# Consignes de travail
**1.** Recopiez fidèlement le passage de l'article sur la visite de Jacques Chirac à Tripoli qui commence à « Il restait à » et se termine à « et les Américains. ».
**2.** Prolongez l'article sur la visite de Jacques Chirac à Tripoli en reprenant juste après sa dernière phrase.

# Texte
= = =

LE MONDE |
24.11.04 | 14h07
Cette première visite officielle d'un président
français à Tripoli intervient après l'indemnisation
des victimes de l'attentat de 1989 contre un DC-10 d'UTA. Elle
vise notamment à renforcer la coopération économique
avec la France et politique avec les pays du pourtour méditerranéen.
Jacques Chirac devait dîner, mercredi
24 novembre, avec le chef de la Jamahiriya libyenne, à
Tripoli, à l'occasion de la première visite officielle
d'un président français dans ce pays depuis l'indépendance,
en 1951. M. Chirac prend son tour après les chefs de gouvernement
européens Tony Blair, José Maria Aznar, Silvio Berlusconi
et tout récemment Gerhard Schröder, venus faire leurs
politesses à Mouammar Kadhafi, depuis qu'il a choisi de
devenir fréquentable. Les Etats-Unis ont, pour leur part,
rétabli des relations diplomatiques avec ce pays, après
une rupture de vingt-quatre ans, à l'occasion d'une visite
du secrétaire d'Etat adjoint, William Burns, à Tripoli
en juin.
Le changement de cap du colonel Kadhafi a été
amorcé en 1999, lorsqu'il a commencé à reconnaître
que des Libyens ou des membres des services de sécurité
avaient été impliqués dans les attentats
de Lockerbie (1988), du Ténéré (1989) et
de Berlin (1986). Cette reconnaissance allait cependant encore
donner lieu à plusieurs années de tractations avec
les pays occidentaux concernés. En décembre 2003,
la renonciation complète de la Libye à tous ses
programmes d'armes de destruction massive et sa décision
de se prêter à toute mesure de vérification
levaient l'autre obstacle majeur au retour en grâce du colonel
Kadhafi et à sa réintégration dans le concert
international. La Libye sortait de l'"axe du mal".
Il restait à régler dans le détail
les contentieux liés aux attentats des années 1980,
en particulier l'indemnisation des familles des victimes. Et le
chef de l'Etat libyen prit sur ce point plaisir à faire
lanterner la France et l'Allemagne plus longtemps que les Britanniques
et les Américains.

= = =

# Données fournies
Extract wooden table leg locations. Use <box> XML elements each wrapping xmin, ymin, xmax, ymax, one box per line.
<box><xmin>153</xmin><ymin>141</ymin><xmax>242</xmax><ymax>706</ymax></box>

= = =

# Réponses aux exercices
**1.**
Il restait à régler dans le détail
les contentieux liés aux attentats des années 1980,
en particulier l'indemnisation des familles des victimes. Et le
chef de l'Etat libyen prit sur ce point plaisir à faire
lanterner la France et l'Allemagne plus longtemps que les Britanniques
et les Américains.

**2.**
BESOIN D'INVESTISSEMENTS
Les trois conditions que Jacques Chirac mettait
encore, le mois dernier, à un voyage en Libye - le versement
complet des 170 millions de dollars promis aux familles des victimes
de l'attentat contre le DC-10 d'UTA, l'indemnisation des victimes
allemandes de l'attentat contre une discothèque, à
Berlin, et la levée de l'embargo européen sur les
armes - sont aujourd'hui remplies. La voie était donc libre
pour une visite que l'entourage du président, à
la veille de son départ, ne jugeait pas à l'abri
de tout imprévu.
L'un des buts de cette visite est pour Jacques
Chirac, comme pour tous ceux qui l'ont précédé,
de mettre à profit, sur le plan économique, la levée
des interdits internationaux qui frappaient précédemment
la Libye, pays disposant de réserves de gaz et de pétrole,
ayant de forts besoins d'infrastructures et désormais engagé
dans des réformes vers l'économie de marché.
Les échanges sont actuellement très modestes et
les investissements français en Libye sont essentiellement
ceux de Total, qui assurent un peu plus de 4 % de la production
pétrolière libyenne. "Des perspectives existent
pour l'industrie française, notamment en matière
d'équipements civils, dans les domaines de l'énergie,
du tourisme, de l'aéronautique", indique-t-on à
l'Elysée.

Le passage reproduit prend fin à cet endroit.